Exercise objective -> Summarize the page on Riverside Theatre in two sentences.

Riverside Theatre
- Location: Iowa City, Iowa
- Capacity: 150

Website
- www.riversidetheatre.org

= Riverside Theatre (Iowa) =

Theater in Iowa City, Iowa, United States

Riverside Theatre is a professional theatre company in Iowa City, Iowa.

Riverside is affiliated with Actors' Equity Association and is a member of the Theatre Communications Group, the National New Play Network, the Shakespeare Association of America, and the Institute of Outdoor Drama.

As of 2018, the artistic director was Adam Knight.

Riverside produces classic to contemporary plays and hosts regional and state premieres. It also stages a summer program of Shakespeare plays at a local park.

== History ==
Riverside Theatre was founded by Ron Clark, Jody Hovland, and Bruce Wheaton in 1981 when they staged their first play "The Exercise" at the Old Armory building on the University of Iowa campus.

Information shown ->
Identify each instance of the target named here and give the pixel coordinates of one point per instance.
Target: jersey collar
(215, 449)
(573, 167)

Result of this exercise -> Riverside Theatre is a professional theatre company in Iowa City, Iowa, founded in 1981 by Ron Clark, Jody Hovland, and Bruce Wheaton, who staged their first play, "The Exercise," at the Old Armory building on the University of Iowa campus. Affiliated with Actors' Equity Association, it produces classic to contemporary plays, hosts regional and state premieres, and stages a summer Shakespeare program at a local park.